>> begin STORED RECORDS

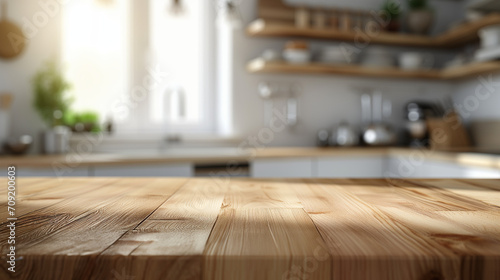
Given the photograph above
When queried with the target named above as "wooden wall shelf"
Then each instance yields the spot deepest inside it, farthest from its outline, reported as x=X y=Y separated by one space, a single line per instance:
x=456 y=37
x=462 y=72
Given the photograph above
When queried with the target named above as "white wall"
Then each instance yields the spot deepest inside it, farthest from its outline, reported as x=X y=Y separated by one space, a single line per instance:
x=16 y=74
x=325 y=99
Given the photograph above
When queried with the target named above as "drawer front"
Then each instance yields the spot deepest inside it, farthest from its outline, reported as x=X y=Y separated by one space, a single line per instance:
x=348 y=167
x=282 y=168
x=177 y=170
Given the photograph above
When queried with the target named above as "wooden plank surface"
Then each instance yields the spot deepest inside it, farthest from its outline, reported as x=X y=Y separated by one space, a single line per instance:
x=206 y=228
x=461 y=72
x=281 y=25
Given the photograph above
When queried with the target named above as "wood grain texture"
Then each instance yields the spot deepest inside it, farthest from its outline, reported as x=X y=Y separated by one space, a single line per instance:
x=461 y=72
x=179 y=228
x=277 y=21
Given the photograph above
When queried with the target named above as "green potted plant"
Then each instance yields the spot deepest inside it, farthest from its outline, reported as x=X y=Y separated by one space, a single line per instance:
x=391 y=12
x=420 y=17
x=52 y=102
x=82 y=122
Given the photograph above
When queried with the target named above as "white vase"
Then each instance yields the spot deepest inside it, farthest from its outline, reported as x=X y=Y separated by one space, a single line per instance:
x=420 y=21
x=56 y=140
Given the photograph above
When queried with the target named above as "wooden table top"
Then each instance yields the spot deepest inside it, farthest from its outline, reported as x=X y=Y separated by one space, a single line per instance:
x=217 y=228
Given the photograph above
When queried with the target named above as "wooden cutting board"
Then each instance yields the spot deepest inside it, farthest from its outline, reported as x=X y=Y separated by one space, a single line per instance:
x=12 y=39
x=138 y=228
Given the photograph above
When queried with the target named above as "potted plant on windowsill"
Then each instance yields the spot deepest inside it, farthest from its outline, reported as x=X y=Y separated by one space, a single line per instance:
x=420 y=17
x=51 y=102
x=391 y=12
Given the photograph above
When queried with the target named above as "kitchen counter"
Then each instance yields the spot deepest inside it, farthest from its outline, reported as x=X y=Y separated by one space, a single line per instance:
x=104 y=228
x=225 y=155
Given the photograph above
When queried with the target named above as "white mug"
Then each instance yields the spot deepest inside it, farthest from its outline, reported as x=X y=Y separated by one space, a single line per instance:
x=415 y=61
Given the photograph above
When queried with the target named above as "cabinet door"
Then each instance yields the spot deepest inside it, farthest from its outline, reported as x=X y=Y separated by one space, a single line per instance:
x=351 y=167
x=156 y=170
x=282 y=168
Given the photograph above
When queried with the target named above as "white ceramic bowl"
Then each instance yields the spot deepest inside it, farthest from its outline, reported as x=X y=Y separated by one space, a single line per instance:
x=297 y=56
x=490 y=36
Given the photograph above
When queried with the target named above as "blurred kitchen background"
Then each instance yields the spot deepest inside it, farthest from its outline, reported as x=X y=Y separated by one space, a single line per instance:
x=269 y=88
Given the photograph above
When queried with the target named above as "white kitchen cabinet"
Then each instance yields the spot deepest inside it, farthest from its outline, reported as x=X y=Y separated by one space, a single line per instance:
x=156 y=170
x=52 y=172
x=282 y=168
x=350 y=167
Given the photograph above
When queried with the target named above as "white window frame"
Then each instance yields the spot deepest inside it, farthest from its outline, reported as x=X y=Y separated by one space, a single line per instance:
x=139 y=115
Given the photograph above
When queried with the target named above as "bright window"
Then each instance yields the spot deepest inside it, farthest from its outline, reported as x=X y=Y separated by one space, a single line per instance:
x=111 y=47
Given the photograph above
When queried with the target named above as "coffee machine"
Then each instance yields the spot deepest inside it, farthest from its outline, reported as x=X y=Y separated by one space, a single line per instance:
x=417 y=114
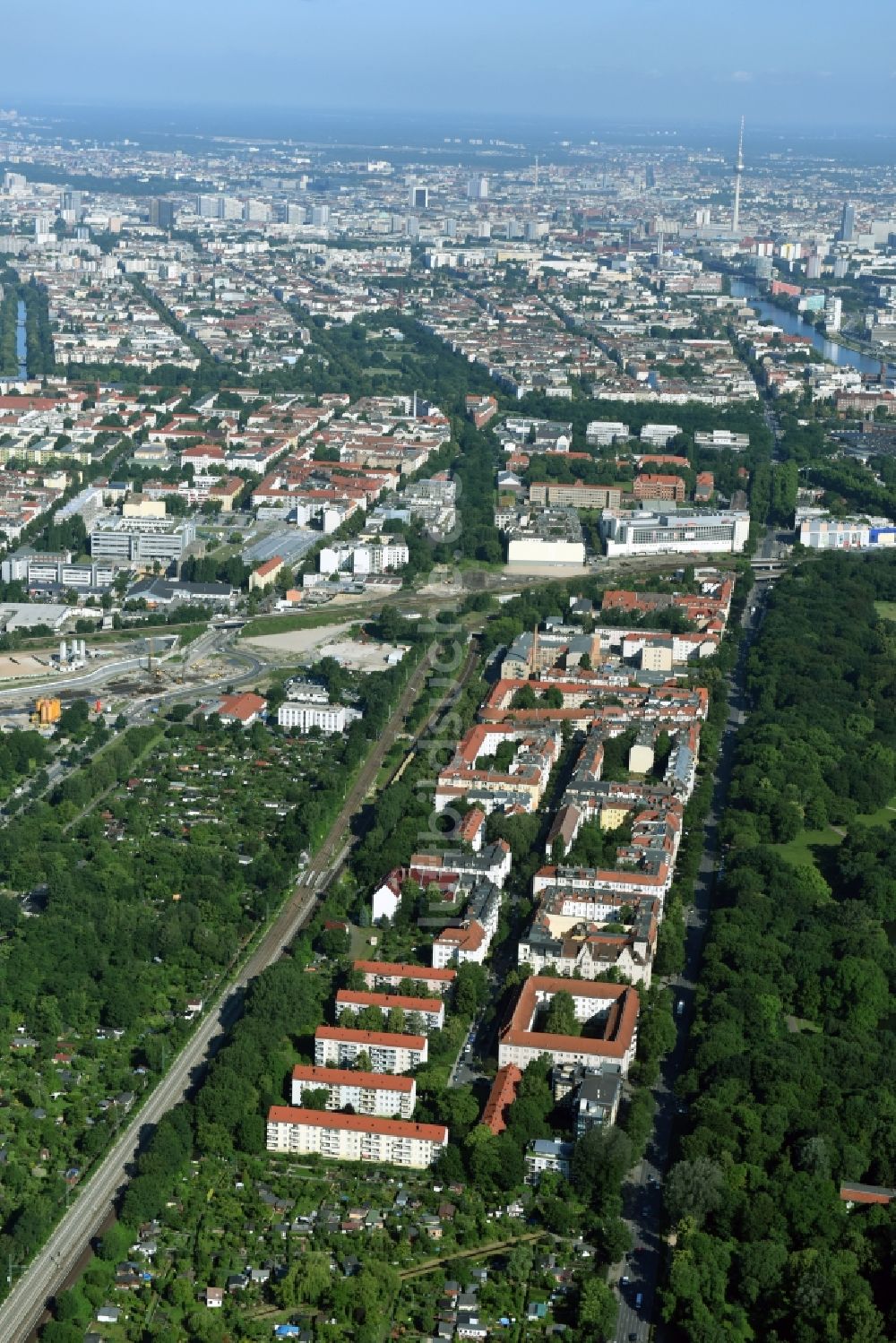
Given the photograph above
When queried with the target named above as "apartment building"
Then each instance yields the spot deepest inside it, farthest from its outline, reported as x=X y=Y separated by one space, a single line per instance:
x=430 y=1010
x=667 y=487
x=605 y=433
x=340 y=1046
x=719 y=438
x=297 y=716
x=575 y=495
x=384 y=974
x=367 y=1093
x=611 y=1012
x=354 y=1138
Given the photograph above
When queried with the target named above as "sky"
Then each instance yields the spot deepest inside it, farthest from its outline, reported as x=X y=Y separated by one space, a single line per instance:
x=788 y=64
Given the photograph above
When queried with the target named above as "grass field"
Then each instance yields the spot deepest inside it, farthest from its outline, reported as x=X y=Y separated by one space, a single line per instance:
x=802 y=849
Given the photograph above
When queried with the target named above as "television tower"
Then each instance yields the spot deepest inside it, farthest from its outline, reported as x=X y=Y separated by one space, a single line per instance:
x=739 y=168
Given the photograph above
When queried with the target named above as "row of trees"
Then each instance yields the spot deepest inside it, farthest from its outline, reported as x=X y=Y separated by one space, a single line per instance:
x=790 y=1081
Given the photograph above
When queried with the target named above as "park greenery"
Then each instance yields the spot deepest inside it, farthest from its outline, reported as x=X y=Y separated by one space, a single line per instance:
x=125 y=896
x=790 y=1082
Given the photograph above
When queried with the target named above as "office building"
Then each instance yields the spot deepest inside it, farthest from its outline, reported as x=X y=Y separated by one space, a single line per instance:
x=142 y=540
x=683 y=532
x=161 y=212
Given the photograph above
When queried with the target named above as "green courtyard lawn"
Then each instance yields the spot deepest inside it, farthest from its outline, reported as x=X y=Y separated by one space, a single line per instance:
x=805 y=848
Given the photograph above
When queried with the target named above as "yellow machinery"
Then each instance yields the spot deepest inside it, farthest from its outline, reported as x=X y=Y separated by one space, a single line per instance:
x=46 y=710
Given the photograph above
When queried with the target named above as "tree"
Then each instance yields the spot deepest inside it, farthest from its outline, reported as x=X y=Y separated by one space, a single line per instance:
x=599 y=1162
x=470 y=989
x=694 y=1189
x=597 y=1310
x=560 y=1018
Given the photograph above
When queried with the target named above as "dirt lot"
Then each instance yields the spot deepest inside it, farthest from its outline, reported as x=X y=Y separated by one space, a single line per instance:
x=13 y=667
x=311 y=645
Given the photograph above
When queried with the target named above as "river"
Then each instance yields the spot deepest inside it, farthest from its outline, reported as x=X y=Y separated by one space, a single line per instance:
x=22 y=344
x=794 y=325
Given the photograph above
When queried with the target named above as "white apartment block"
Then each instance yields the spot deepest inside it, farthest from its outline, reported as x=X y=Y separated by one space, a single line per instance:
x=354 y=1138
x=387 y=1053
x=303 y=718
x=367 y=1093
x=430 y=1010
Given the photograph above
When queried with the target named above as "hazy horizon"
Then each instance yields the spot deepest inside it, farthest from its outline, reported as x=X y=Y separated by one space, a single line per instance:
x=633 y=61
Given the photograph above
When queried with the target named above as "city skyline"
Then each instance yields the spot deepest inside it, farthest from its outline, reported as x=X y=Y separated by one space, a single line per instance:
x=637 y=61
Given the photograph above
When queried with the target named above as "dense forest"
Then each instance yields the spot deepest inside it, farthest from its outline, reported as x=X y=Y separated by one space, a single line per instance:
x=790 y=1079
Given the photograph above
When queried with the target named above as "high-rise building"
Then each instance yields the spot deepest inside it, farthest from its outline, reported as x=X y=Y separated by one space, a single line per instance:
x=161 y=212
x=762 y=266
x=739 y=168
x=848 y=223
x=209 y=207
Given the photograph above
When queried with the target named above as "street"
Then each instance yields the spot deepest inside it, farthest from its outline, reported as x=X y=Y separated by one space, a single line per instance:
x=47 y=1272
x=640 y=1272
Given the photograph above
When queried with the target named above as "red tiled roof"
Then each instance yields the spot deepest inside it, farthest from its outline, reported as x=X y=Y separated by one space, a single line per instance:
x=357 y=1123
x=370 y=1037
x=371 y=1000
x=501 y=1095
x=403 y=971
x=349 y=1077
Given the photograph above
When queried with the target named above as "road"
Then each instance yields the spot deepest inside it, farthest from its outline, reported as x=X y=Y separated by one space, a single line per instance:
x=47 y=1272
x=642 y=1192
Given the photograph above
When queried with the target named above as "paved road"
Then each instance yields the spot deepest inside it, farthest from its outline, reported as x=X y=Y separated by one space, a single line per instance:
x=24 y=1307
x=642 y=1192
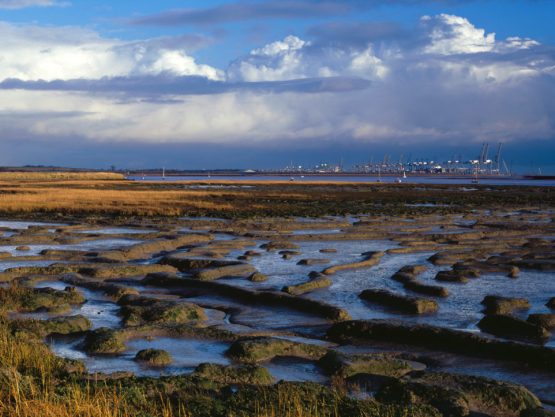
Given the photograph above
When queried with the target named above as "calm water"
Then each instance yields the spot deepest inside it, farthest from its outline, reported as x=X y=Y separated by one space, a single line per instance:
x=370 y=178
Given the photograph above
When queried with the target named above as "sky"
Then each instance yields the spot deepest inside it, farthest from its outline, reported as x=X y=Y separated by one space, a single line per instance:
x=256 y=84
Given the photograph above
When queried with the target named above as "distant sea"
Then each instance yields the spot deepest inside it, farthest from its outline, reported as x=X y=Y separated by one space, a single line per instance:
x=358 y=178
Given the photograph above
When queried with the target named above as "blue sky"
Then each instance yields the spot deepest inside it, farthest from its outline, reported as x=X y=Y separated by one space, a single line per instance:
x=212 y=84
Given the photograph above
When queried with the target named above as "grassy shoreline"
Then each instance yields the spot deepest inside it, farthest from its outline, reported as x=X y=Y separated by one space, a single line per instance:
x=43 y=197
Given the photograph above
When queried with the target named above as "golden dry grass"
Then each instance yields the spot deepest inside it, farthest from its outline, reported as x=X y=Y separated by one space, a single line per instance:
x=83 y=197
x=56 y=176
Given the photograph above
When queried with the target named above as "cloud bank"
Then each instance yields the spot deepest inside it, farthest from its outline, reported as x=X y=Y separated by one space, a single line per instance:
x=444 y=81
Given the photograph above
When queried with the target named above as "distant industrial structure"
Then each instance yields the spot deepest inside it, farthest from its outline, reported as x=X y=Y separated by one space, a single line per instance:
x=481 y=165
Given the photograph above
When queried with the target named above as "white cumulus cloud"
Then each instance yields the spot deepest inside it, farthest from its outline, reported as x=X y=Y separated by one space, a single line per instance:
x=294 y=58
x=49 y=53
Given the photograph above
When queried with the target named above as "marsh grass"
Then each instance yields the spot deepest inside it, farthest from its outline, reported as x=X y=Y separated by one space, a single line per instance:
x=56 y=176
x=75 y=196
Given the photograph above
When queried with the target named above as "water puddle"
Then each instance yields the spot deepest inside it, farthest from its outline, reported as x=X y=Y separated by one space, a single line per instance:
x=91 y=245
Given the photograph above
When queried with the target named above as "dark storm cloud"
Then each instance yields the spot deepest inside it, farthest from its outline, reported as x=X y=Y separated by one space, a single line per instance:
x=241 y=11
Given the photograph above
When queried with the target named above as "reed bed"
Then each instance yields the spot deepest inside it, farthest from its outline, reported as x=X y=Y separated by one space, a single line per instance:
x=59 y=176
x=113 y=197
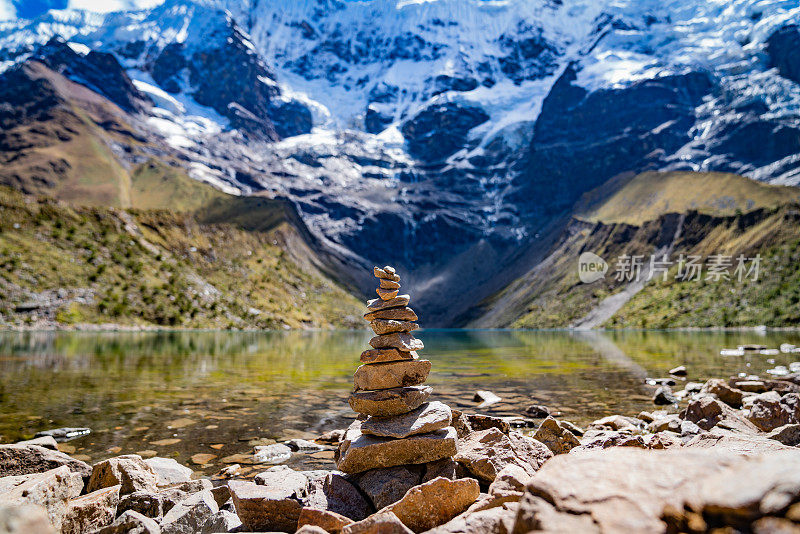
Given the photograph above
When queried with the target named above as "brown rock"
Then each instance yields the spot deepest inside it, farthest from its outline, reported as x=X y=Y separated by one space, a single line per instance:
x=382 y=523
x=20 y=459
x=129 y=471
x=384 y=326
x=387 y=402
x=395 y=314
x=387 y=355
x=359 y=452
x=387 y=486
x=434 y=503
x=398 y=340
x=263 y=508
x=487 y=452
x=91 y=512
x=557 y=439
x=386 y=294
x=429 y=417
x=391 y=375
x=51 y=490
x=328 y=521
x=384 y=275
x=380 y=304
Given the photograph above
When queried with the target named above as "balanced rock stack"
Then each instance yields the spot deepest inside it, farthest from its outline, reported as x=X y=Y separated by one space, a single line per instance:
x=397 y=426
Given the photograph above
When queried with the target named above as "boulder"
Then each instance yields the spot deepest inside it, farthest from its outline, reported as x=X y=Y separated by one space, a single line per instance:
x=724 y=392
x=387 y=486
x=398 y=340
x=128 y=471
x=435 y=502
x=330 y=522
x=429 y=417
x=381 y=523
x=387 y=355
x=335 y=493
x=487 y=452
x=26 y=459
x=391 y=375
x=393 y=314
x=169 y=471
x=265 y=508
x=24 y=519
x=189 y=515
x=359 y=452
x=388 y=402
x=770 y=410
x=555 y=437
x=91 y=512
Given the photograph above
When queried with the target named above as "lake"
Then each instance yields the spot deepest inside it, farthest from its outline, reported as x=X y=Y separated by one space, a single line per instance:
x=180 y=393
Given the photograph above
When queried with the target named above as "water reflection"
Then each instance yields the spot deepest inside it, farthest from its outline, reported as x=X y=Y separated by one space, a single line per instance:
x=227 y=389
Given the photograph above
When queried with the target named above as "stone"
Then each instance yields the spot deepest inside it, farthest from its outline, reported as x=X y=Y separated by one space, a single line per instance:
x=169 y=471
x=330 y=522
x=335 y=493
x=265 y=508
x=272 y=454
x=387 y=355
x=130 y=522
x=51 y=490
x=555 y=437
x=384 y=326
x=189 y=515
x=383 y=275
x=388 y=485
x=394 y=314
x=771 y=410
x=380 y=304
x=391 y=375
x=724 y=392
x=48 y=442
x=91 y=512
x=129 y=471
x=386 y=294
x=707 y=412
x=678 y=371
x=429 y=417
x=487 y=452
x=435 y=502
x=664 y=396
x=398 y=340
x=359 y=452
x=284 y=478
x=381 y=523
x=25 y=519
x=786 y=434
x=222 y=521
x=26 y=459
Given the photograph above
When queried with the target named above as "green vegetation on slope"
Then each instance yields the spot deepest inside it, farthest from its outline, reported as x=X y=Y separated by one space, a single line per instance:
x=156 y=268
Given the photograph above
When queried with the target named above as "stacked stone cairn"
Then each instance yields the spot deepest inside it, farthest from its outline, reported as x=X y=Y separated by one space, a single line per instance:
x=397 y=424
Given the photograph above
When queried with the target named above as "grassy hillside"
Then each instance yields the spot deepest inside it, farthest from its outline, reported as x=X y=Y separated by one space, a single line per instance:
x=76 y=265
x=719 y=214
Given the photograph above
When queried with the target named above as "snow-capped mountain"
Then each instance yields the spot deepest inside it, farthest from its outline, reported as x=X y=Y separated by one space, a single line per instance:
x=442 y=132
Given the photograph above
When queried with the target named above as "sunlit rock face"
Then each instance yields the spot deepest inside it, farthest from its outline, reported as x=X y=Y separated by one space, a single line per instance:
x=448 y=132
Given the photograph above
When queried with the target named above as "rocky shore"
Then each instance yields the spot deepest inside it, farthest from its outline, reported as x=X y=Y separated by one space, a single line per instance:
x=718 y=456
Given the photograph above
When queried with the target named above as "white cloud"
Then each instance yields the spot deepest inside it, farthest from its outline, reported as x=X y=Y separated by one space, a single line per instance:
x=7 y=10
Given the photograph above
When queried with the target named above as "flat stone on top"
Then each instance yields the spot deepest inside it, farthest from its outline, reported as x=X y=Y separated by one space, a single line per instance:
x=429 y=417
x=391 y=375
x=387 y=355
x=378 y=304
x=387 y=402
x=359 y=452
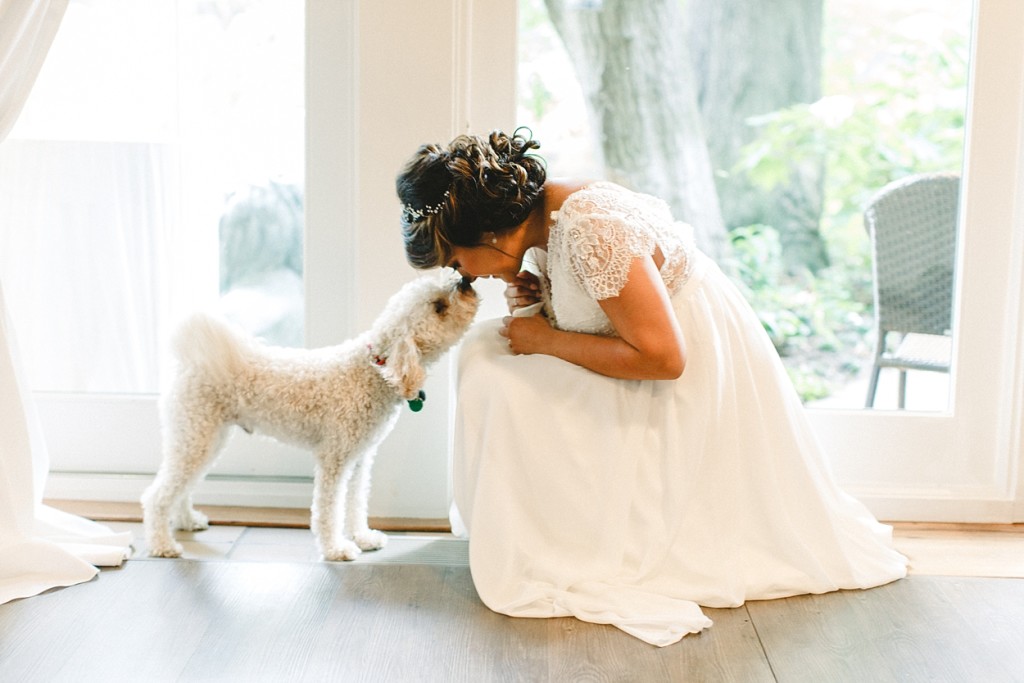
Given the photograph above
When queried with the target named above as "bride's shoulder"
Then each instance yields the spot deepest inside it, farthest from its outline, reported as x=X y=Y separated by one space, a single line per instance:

>> end STORED RECORDS

Rewrite the rows from their start through the line containing "x=177 y=170", replacing "photograph" with "image" and changing nothing else. Leave the pictures out.

**CORRECT ANSWER:**
Given the image above
When queried with the target named above as "wooden wall shelf"
Then each instance yields the spot deepest inside it, farthest from its outline, reported as x=X y=Y separated by one space, a single line per instance:
x=456 y=37
x=462 y=72
Given the image above
When queried with the target named above as "white wall"
Then each instance yields the spot deepest inside it, farthest from its outline, reported as x=X y=Y separated by one space, a single line per instance:
x=16 y=74
x=325 y=99
Given the image above
When queried with the target named above as "drawer front"
Then each instance yields the spot deepest inside it, farthest from its outline, reported as x=X y=Y separated by one space, a single line per instance:
x=348 y=167
x=282 y=168
x=177 y=170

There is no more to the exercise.